:: What is asked ::
Select each line in the material below that contains the string "hillside", and copy those lines out.

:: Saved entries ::
▼

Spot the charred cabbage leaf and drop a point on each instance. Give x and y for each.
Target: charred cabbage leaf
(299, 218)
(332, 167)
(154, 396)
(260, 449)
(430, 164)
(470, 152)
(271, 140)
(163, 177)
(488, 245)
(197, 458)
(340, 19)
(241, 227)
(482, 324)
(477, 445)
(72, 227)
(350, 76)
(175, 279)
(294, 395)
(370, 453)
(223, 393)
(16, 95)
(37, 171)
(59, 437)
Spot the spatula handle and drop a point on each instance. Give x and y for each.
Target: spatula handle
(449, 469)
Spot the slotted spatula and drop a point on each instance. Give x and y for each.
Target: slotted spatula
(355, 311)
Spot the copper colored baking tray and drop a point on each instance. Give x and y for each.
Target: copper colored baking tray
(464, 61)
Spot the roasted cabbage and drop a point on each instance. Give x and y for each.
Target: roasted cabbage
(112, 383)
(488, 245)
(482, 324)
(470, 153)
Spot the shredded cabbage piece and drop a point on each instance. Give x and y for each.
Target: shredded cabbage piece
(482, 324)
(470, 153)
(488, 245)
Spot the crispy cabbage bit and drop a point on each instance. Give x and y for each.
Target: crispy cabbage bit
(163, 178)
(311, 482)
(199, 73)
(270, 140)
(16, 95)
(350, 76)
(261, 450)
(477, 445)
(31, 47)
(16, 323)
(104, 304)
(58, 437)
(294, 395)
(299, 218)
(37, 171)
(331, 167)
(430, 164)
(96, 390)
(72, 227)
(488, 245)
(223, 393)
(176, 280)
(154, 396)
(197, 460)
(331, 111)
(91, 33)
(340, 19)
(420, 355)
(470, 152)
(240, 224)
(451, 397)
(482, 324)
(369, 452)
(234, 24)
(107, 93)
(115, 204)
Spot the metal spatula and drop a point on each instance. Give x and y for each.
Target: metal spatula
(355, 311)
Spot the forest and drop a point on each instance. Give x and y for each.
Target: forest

▲
▼

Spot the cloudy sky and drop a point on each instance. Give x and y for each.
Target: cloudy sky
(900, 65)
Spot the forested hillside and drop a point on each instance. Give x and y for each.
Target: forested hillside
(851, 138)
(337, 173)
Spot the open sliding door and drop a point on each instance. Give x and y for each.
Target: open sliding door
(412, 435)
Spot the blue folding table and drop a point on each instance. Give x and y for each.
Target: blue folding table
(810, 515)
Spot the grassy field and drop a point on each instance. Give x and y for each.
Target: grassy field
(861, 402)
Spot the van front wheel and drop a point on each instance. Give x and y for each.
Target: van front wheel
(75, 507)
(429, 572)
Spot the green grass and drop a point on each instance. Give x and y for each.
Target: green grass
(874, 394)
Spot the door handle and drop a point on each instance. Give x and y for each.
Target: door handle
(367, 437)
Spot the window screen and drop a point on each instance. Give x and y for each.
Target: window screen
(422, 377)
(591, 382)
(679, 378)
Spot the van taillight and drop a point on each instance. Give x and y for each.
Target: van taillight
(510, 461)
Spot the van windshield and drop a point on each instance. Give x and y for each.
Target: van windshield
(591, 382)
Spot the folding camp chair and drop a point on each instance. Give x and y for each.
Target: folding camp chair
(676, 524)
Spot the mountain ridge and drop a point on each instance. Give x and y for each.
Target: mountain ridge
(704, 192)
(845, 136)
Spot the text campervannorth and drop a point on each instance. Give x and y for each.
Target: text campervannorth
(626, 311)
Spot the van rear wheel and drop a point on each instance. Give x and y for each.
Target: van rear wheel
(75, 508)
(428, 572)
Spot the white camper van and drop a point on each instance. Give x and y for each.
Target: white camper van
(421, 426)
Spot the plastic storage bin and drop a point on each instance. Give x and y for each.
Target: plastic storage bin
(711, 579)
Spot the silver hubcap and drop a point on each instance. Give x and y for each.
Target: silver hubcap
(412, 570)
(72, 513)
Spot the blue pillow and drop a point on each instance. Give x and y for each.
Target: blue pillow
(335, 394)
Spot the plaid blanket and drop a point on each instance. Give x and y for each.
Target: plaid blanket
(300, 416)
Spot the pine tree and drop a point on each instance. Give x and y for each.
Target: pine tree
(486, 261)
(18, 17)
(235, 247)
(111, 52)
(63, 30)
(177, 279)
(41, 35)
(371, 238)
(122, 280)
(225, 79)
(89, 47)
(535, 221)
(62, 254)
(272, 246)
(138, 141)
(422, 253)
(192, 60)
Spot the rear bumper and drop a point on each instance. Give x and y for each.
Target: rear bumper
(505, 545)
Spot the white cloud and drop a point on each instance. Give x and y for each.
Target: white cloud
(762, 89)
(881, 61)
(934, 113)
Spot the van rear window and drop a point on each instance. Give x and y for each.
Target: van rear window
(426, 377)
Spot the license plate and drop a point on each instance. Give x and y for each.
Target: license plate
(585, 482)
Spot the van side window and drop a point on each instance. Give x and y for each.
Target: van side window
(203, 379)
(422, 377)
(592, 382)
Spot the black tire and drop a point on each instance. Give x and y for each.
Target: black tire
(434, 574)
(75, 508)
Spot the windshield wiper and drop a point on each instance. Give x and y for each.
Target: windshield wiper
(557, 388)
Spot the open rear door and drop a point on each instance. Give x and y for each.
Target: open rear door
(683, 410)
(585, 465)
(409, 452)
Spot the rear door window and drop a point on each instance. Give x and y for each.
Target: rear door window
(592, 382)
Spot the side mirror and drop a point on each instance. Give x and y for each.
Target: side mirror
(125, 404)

▲

:: Complete output ::
Spot the forested hillside and drop a point on each instance. Give x and y for each.
Target: forested hillside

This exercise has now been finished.